● TASK GOAL
Render each line of the data below as a row of a Markdown table with the columns "Row" and "Content", skipping blank lines.

● MATERIAL SHOWN
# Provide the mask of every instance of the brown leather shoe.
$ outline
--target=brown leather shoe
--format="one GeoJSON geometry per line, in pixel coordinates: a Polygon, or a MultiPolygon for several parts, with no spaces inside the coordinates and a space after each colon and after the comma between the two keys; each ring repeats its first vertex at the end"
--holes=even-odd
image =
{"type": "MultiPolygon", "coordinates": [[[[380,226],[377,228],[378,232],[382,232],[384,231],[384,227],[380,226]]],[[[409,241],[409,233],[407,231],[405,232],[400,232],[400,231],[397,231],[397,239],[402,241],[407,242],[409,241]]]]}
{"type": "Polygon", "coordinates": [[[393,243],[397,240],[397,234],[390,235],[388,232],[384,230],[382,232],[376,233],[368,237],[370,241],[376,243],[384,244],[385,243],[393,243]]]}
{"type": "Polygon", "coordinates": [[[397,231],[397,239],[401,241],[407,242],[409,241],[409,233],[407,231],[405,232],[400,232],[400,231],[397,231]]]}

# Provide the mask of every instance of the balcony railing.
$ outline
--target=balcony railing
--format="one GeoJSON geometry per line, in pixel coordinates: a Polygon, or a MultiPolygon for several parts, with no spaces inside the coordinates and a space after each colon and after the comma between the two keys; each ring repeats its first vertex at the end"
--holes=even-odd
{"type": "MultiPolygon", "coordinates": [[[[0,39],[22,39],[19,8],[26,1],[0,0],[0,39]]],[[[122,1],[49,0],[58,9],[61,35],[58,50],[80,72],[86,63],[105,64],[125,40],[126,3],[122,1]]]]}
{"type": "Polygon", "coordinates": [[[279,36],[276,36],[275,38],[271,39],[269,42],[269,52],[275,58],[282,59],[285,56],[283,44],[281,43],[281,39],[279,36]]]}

● EXERCISE RESPONSE
| Row | Content |
|---|---|
| 1 | # Provide the mask of every instance of the brown leather shoe. |
| 2 | $ outline |
| 3 | --target=brown leather shoe |
| 4 | --format="one GeoJSON geometry per line, in pixel coordinates: a Polygon, or a MultiPolygon for several parts, with no spaces inside the coordinates and a space after each colon and after the comma between the two keys; each ring repeats its first vertex at the end" |
| 5 | --holes=even-odd |
| 6 | image = |
| 7 | {"type": "MultiPolygon", "coordinates": [[[[380,226],[377,228],[378,232],[382,232],[384,231],[384,227],[380,226]]],[[[409,241],[409,233],[407,231],[405,232],[400,232],[400,231],[397,231],[397,239],[402,241],[407,242],[409,241]]]]} |
| 8 | {"type": "Polygon", "coordinates": [[[393,243],[397,240],[397,234],[390,235],[388,232],[384,230],[382,232],[376,233],[368,237],[370,241],[376,243],[384,244],[385,243],[393,243]]]} |
| 9 | {"type": "Polygon", "coordinates": [[[397,231],[397,239],[401,241],[407,242],[409,241],[409,233],[407,231],[405,232],[400,232],[400,231],[397,231]]]} |
| 10 | # Provide the mask of every instance of the balcony railing. |
| 11 | $ outline |
| 12 | --target=balcony railing |
| 13 | --format="one GeoJSON geometry per line, in pixel coordinates: a Polygon, or a MultiPolygon for several parts, with no spaces inside the coordinates and a space after each colon and after the comma between the two keys; each ring repeats its first vertex at the end" |
| 14 | --holes=even-odd |
| 15 | {"type": "MultiPolygon", "coordinates": [[[[0,39],[22,39],[19,8],[26,1],[0,0],[0,39]]],[[[122,1],[49,0],[58,9],[61,35],[58,50],[80,72],[86,63],[105,64],[125,40],[126,3],[122,1]]]]} |
| 16 | {"type": "Polygon", "coordinates": [[[279,36],[276,36],[275,38],[271,39],[269,42],[269,52],[275,58],[282,59],[285,56],[283,44],[281,43],[281,39],[279,36]]]} |